---------- Data to process

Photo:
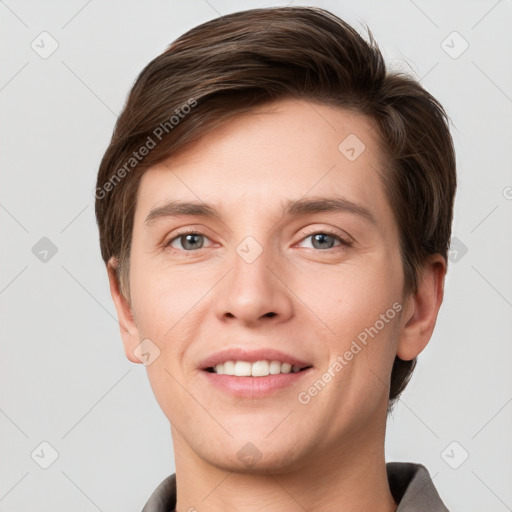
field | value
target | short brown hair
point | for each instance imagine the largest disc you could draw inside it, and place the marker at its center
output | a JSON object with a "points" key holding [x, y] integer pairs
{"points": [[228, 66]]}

--------------------

_Aim of the task_
Swap "disc" for "circle" in the records from their first line through the line containing "output | a JSON", and change nothing else. Leave the pictures out of your answer.

_Problem solution_
Photo:
field | value
target | short brown hair
point | for each instance imagine the largest circle you could draw inside it, and place the marker at its center
output | a JSON object with a "points" key holding [x, y] integer pairs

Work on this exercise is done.